▶ **What you should do**: Check every line of the data for the string "your" and copy the ones that have it.

Start of Records shown

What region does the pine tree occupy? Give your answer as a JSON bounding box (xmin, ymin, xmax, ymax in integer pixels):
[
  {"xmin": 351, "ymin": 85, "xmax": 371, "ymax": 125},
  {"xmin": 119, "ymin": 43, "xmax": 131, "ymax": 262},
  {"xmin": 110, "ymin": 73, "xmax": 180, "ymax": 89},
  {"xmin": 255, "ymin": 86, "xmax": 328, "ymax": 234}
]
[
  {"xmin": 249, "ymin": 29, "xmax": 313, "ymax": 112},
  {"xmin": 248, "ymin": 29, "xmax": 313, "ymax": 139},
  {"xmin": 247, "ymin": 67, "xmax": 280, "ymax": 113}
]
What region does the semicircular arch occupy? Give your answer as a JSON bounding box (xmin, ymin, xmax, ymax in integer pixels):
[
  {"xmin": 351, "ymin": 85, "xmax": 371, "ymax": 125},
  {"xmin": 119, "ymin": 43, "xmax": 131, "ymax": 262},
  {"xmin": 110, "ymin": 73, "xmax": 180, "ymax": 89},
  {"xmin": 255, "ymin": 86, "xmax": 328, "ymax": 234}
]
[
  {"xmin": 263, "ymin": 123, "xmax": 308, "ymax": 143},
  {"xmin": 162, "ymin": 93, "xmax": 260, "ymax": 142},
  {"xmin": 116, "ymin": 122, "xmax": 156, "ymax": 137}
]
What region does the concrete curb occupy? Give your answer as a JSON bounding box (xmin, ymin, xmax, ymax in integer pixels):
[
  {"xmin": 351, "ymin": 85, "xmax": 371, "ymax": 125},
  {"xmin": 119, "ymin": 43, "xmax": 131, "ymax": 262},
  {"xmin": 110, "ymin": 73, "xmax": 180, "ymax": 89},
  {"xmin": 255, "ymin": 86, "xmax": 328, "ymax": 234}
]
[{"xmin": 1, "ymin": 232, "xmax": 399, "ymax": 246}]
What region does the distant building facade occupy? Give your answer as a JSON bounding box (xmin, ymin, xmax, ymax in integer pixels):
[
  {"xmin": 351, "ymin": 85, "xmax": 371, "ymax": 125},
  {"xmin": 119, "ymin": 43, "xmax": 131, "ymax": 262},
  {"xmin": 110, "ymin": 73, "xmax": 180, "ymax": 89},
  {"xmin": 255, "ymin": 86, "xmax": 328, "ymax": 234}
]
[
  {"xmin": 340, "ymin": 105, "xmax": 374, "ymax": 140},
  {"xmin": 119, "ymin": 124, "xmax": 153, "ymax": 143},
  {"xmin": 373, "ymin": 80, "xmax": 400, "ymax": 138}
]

End of Records shown
Start of Records shown

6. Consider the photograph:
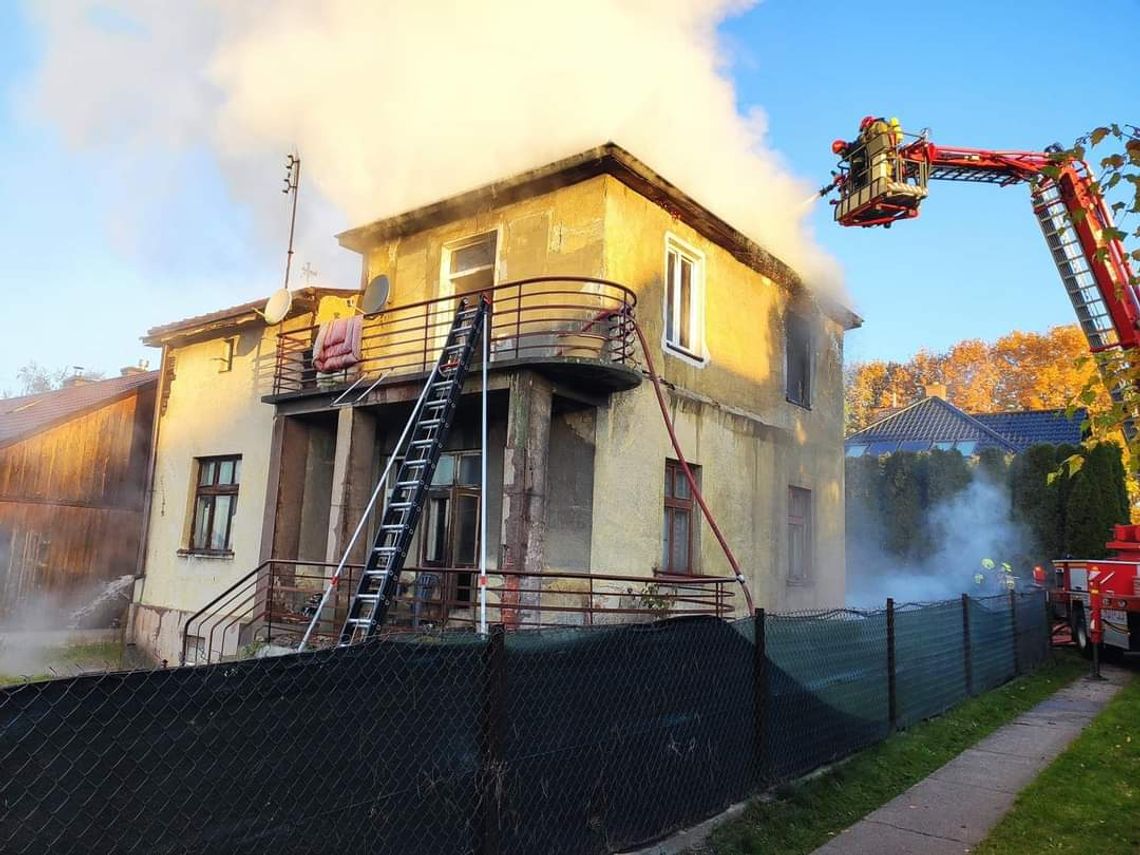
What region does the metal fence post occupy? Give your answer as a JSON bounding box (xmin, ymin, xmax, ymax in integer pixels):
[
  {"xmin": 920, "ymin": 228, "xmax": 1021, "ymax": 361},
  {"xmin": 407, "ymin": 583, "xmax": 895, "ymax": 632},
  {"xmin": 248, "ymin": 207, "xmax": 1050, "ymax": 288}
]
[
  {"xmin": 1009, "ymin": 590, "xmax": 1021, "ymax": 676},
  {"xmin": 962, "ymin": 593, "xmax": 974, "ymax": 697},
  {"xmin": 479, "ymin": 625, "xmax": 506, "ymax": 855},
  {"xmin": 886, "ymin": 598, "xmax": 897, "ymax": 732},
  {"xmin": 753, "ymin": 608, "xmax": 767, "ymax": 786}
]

End of Records shown
Start of Records shown

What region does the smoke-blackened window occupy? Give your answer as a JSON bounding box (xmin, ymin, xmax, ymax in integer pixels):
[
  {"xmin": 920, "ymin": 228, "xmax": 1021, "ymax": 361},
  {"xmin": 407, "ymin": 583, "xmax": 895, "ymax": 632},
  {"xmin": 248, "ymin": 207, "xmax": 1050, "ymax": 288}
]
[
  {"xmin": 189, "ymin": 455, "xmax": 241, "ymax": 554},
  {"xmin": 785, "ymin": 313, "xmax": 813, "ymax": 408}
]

End of Records shown

▶ **Written reply**:
What region does the pine tree occupy? Give your answer as a JSON bounding box (xmin, ymin, xmax, ymax in integer pixels):
What region does the semicircular arch occupy? Give your answer as a JSON bounding box (xmin, ymin, xmax, ymax in integer pixels):
What region does the concrete curb occupy? Give your answer as a JSON bounding box (xmin, ymin, xmax, ymax in integer pixels):
What region does the distant building facade occupy? Give your answer as a JSON bounding box (xmin, ymin, xmax, ymax in integer pixels):
What region does the metal fence post occupy? Give your answer as a JSON bounding box (xmin, ymin, xmax, ymax in integer pixels):
What region does the smoke-blackened window occupy? Give your answer as a JSON bounding box (xmin, ymin, xmax, ymax in integer pixels):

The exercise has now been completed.